Output all lines exactly.
>> START SUPPLIED RECORDS
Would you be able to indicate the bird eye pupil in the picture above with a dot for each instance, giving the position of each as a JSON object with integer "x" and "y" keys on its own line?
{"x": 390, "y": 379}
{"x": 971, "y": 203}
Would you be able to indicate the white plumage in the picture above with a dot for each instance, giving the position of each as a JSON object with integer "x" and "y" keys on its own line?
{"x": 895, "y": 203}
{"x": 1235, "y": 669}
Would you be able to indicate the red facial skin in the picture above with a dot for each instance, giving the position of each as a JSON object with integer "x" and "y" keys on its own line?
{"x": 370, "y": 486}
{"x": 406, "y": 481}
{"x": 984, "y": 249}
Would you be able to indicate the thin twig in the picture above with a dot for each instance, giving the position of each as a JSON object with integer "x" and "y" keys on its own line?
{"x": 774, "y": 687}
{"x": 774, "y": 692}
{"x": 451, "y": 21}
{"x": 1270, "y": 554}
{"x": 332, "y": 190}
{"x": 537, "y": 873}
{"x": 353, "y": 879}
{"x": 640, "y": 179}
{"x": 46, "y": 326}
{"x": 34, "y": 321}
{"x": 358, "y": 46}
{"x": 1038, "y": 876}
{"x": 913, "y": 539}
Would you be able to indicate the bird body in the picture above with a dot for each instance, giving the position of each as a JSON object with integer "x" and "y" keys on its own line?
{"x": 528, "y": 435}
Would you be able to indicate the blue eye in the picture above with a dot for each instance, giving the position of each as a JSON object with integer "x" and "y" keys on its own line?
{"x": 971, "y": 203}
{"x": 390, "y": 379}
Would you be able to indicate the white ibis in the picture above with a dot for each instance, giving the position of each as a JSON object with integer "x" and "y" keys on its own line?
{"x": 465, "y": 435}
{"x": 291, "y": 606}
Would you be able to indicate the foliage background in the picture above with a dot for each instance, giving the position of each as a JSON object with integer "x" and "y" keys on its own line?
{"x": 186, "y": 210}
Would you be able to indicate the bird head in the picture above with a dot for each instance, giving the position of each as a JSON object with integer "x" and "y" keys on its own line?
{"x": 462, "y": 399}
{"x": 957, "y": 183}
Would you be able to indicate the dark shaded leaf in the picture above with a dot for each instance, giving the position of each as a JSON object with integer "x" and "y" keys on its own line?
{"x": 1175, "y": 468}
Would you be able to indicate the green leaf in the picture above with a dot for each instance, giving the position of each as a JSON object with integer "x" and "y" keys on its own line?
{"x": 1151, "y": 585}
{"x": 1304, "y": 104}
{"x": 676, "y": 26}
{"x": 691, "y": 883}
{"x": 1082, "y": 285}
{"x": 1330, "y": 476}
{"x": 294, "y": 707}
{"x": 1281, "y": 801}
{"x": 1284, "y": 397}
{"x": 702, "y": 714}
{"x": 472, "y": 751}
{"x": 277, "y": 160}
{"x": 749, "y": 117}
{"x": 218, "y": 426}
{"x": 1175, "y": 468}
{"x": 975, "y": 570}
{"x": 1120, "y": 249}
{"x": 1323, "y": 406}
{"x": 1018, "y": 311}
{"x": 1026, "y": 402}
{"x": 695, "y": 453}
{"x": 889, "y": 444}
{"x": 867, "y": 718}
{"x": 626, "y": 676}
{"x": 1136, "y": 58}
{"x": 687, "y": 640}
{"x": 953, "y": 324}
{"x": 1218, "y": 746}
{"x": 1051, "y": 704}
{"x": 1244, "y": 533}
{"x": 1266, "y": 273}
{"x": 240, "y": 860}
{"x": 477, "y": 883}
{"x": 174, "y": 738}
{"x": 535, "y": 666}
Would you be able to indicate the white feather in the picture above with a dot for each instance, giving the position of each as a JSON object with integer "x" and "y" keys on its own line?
>> END SUPPLIED RECORDS
» EXERCISE RESPONSE
Would you be able to indicate the bird eye pupil in the picture above with a dot for each instance, giving the position of each as a JSON object with integer "x" and "y" keys on its own line?
{"x": 390, "y": 379}
{"x": 971, "y": 203}
Would you be able to indicate the white plumage in the picture above with a dot for each instance, giving the position of each as a JSON object with integer "x" and "y" keys on its own line?
{"x": 895, "y": 203}
{"x": 1235, "y": 669}
Would you be able to indicate the red facial skin in the picture above with a dot for each instance, giving the position of each as a JSON object with integer "x" and "y" keys on its own line?
{"x": 370, "y": 486}
{"x": 406, "y": 481}
{"x": 984, "y": 249}
Would you be able to indicate the thin twig in the picture above with a dot for each instance, giving the position of each as a JSON object with integer "x" and "y" keys on its own line?
{"x": 774, "y": 687}
{"x": 774, "y": 692}
{"x": 451, "y": 21}
{"x": 1270, "y": 554}
{"x": 332, "y": 190}
{"x": 537, "y": 873}
{"x": 353, "y": 879}
{"x": 640, "y": 179}
{"x": 46, "y": 326}
{"x": 34, "y": 321}
{"x": 358, "y": 46}
{"x": 1038, "y": 876}
{"x": 913, "y": 539}
Would you be able to indicate the bird body in the picture above with a dot for each instance, giving the position of each as a JSON object with integer "x" and "y" keys on its own line?
{"x": 528, "y": 435}
Would you be able to indicate the blue eye in the picture above with a dot for each instance, giving the position of each as a JSON object with integer "x" and "y" keys on its own line?
{"x": 971, "y": 203}
{"x": 390, "y": 379}
Would you be able to indicate the white ibis in the picture above with a dot for each instance, giving the position of each as a JSON object with integer "x" and "y" keys on its own line?
{"x": 465, "y": 435}
{"x": 291, "y": 606}
Would you be able to indicate the foliage background in the picture above with a dot for each instance, giving the position of each as a JSON object with integer "x" and "y" keys on its own line?
{"x": 186, "y": 210}
Would you be able to indicate the bird head in the picture above with a dot for each instance, giving the position of each as a JSON object with integer "x" and "y" keys on its own line?
{"x": 462, "y": 399}
{"x": 957, "y": 183}
Would you be able to indicate the dark shaded leaf in the picture above with a dot for each instance, giving the position of each as a JSON object with integer "x" and "y" keys on its own line?
{"x": 1175, "y": 468}
Would you be able to indicate the green leaf in the picture above with a dot for each instance, giving the position of each as a JSON object with integer "x" and "y" keys on its own line?
{"x": 1151, "y": 585}
{"x": 1304, "y": 104}
{"x": 676, "y": 26}
{"x": 691, "y": 883}
{"x": 1082, "y": 285}
{"x": 1330, "y": 476}
{"x": 294, "y": 707}
{"x": 1281, "y": 801}
{"x": 1284, "y": 397}
{"x": 702, "y": 714}
{"x": 472, "y": 751}
{"x": 277, "y": 160}
{"x": 749, "y": 117}
{"x": 218, "y": 426}
{"x": 1175, "y": 468}
{"x": 975, "y": 570}
{"x": 1120, "y": 249}
{"x": 1323, "y": 406}
{"x": 1018, "y": 311}
{"x": 1026, "y": 402}
{"x": 695, "y": 453}
{"x": 889, "y": 444}
{"x": 867, "y": 718}
{"x": 626, "y": 676}
{"x": 1136, "y": 58}
{"x": 687, "y": 640}
{"x": 953, "y": 324}
{"x": 1218, "y": 746}
{"x": 1051, "y": 704}
{"x": 1244, "y": 533}
{"x": 1266, "y": 273}
{"x": 240, "y": 860}
{"x": 477, "y": 883}
{"x": 174, "y": 738}
{"x": 535, "y": 666}
Would you be able to indicate the white feather in the picture above with a dot for each instance, giving the position of each as a JSON object with integer "x" and "y" keys on its own line?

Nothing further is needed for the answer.